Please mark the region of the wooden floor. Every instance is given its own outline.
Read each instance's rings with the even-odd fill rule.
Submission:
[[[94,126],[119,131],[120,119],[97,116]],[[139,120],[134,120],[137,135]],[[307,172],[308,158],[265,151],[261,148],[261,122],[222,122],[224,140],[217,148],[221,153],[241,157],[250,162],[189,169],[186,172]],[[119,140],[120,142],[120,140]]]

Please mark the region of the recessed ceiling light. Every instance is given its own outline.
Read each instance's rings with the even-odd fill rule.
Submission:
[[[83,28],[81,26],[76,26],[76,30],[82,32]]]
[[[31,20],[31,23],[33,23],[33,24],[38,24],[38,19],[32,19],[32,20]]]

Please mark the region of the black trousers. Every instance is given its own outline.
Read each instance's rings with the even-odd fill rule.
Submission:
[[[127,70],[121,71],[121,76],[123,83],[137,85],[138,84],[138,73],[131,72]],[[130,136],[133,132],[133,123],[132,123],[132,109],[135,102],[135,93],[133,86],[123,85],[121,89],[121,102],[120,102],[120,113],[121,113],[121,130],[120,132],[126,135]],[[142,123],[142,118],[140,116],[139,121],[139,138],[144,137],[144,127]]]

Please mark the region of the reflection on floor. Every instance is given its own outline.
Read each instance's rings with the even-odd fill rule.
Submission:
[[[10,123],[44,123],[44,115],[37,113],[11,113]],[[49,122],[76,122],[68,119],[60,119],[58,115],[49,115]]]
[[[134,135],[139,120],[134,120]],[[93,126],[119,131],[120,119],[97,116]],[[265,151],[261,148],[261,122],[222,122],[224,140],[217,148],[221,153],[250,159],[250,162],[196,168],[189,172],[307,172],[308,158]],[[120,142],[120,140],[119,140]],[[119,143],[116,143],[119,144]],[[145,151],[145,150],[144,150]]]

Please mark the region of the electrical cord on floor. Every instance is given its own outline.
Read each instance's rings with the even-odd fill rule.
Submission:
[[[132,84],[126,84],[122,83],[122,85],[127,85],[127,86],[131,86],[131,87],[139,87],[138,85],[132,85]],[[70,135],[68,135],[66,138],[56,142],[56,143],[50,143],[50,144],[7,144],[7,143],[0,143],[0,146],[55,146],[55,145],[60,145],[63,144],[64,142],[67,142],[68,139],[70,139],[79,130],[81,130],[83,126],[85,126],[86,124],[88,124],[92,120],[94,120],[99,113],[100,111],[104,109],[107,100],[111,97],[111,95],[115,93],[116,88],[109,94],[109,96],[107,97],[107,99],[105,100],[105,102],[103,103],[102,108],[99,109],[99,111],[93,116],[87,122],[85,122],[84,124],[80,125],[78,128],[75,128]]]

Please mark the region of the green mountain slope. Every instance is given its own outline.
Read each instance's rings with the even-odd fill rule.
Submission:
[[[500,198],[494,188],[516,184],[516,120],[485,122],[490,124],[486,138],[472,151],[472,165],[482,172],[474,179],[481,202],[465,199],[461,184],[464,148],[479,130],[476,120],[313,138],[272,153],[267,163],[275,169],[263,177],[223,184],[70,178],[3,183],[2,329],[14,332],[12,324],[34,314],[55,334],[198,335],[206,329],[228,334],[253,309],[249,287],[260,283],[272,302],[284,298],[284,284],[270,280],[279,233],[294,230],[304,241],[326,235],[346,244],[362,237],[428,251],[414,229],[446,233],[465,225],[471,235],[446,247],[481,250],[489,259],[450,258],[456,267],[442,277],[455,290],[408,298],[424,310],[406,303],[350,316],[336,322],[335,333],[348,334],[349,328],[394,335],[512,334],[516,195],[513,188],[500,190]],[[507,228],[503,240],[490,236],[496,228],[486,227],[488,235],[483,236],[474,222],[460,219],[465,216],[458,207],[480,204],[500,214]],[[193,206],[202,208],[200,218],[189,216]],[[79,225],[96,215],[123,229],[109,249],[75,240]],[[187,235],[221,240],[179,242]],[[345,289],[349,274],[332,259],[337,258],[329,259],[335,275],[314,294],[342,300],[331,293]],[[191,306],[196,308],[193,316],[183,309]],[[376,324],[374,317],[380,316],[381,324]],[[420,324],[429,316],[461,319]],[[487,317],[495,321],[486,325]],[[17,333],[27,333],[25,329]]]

§ What is being asked: Identify every line of the material above that contains the word "outline" and copy each such line; the match is case-sensitive.

§ Solution to this task:
Please mark the region of the wooden floor. Every instance is given its own outline.
Please mark the region of the recessed ceiling light. Every instance is given its own outline.
Please mark the region of the black trousers. Every instance is given its own outline.
Please mark the region of the reflection on floor. Every instance is given its own outline.
Please mark the region of the electrical cord on floor. Every instance is given its own outline.
Please mark the region of the green mountain slope. Every instance is given its own outline.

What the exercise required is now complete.